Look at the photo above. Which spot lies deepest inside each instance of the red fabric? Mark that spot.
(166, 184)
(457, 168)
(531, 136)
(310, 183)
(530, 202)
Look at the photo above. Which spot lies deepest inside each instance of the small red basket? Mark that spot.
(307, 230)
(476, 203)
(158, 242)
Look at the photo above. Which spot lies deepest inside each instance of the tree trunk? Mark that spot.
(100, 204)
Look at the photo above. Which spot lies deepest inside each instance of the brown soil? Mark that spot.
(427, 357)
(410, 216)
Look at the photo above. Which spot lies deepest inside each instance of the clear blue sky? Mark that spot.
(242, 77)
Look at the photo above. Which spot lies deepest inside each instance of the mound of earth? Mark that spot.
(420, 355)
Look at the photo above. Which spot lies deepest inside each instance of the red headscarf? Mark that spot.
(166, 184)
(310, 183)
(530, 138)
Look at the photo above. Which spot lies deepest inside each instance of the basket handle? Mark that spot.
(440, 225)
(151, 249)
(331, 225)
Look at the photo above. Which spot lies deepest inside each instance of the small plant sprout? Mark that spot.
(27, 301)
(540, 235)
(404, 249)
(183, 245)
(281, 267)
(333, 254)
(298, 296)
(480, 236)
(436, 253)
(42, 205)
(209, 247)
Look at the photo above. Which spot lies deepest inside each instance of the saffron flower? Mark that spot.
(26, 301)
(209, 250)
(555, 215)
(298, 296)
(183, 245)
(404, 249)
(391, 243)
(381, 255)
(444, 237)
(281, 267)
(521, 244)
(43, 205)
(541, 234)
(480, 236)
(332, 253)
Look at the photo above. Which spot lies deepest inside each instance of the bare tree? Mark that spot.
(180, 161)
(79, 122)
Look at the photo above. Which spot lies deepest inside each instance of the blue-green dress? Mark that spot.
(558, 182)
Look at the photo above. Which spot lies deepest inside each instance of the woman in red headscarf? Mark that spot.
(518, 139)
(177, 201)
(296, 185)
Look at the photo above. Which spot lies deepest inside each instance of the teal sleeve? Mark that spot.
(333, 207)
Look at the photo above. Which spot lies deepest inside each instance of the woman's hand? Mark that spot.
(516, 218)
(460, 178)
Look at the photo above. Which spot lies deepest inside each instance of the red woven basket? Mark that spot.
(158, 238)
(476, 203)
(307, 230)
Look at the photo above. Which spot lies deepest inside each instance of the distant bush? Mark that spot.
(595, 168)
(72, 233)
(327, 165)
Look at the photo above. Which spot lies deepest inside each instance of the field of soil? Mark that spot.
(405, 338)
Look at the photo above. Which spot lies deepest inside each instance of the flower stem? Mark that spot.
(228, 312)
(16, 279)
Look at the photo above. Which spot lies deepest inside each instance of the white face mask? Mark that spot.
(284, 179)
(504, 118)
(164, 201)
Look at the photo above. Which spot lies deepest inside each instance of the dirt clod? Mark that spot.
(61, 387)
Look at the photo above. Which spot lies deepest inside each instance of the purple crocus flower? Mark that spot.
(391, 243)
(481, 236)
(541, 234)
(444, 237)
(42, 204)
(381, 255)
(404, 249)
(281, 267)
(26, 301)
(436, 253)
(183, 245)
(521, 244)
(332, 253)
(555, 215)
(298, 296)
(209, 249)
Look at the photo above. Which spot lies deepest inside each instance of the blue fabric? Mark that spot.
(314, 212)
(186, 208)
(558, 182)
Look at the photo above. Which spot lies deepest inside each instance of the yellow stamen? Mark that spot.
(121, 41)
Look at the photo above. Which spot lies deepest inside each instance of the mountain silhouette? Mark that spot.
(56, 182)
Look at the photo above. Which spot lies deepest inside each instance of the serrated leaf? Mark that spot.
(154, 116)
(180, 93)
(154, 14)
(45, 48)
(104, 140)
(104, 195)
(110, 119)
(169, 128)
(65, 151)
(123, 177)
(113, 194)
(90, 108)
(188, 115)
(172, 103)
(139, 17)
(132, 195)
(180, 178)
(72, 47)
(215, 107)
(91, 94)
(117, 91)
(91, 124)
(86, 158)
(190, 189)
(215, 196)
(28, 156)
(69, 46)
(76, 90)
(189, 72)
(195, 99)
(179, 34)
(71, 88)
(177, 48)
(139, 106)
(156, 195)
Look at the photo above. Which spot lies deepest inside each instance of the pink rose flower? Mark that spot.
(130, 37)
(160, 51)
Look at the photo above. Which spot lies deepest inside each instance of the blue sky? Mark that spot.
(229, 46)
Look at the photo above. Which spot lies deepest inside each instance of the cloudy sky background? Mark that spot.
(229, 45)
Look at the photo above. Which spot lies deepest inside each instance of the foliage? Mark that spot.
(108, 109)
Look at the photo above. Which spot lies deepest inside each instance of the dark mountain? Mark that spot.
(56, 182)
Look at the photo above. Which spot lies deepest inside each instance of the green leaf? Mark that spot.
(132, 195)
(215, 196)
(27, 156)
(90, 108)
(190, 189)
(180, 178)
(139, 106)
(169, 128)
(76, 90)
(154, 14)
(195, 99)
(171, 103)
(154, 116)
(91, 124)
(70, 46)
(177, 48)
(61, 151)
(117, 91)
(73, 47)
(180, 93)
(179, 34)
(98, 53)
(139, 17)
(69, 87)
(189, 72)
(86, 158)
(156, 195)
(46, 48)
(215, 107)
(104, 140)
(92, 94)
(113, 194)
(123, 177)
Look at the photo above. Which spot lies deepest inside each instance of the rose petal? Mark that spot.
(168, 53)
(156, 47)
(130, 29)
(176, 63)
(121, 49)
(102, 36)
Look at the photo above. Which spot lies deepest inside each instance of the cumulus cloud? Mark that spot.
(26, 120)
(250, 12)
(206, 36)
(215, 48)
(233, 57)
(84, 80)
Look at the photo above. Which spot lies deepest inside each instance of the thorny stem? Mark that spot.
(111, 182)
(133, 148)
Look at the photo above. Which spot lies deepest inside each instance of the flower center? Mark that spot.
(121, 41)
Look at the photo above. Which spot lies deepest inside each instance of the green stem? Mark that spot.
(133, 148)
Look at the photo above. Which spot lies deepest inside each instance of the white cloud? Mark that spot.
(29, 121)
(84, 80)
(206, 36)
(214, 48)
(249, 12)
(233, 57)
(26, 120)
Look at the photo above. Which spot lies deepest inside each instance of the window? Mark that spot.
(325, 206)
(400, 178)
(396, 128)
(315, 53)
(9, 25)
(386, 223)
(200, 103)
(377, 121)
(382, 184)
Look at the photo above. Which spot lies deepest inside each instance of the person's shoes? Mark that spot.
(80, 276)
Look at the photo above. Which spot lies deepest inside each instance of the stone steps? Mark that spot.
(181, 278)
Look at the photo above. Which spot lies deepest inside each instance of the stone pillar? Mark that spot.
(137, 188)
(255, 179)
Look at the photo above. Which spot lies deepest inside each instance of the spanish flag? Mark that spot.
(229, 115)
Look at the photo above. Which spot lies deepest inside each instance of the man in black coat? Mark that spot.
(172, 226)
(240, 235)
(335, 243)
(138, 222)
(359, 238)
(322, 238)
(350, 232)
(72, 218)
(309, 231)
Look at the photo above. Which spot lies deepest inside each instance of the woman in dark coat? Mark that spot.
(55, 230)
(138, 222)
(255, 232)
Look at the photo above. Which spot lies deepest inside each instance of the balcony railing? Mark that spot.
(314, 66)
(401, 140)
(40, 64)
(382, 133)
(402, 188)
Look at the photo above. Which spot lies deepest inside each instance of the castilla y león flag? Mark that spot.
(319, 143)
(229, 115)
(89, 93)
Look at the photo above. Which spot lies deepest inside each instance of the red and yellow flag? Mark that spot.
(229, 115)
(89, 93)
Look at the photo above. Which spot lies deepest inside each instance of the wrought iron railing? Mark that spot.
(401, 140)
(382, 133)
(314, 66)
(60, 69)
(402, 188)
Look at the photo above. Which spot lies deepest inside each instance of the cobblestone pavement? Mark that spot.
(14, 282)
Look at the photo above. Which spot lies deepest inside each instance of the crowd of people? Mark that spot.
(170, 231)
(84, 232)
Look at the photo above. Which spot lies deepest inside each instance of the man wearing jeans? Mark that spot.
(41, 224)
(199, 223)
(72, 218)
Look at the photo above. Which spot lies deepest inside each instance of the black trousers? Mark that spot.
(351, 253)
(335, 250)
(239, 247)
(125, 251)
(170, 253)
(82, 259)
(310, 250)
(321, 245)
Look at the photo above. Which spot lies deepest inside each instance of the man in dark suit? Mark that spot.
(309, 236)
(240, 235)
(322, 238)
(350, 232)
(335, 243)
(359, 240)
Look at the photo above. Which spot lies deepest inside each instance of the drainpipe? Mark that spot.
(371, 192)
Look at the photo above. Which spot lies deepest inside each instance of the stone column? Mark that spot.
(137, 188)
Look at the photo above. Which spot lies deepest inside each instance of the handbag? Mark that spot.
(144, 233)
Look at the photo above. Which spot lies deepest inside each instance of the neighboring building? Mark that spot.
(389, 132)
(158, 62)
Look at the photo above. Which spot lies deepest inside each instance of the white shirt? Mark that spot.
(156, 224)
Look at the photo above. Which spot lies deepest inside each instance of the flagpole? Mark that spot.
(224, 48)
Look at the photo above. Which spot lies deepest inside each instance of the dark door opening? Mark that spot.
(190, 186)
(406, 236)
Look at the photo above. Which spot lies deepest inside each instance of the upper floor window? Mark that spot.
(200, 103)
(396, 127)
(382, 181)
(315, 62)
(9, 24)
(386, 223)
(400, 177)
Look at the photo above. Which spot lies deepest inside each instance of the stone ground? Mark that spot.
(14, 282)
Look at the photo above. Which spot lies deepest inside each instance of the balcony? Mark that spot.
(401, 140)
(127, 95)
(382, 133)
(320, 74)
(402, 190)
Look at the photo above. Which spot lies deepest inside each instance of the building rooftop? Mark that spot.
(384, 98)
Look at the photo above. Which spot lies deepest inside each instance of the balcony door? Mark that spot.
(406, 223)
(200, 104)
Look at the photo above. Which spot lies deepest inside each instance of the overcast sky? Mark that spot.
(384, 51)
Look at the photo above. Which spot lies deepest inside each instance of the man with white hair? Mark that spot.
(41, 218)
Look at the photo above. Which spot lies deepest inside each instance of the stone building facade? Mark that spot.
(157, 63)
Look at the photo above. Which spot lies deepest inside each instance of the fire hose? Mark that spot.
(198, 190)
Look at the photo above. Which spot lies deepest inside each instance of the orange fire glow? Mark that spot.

_GIVEN EXERCISE_: Could you reproduce the rows starting at the line that contains "hair? Mark that spot." and continuing through the end of the rows, substituting "water hose" for "fire hose" and leaving everything else unchanged?

_WRITTEN SOLUTION_:
Look at the photo above. Which spot lies deepest inside each instance of the man with white hair? Mark that spot.
(41, 218)
Look at the photo above. Which spot lies deepest inside each instance of the stone building facade? Mark that spot.
(157, 63)
Look at the photo above. Which spot lies deepest inside each instance of the water hose? Mark that spot.
(198, 190)
Look at the photo above. Which spot lies deepest inside each instance of the orange fire glow? Mark that spot.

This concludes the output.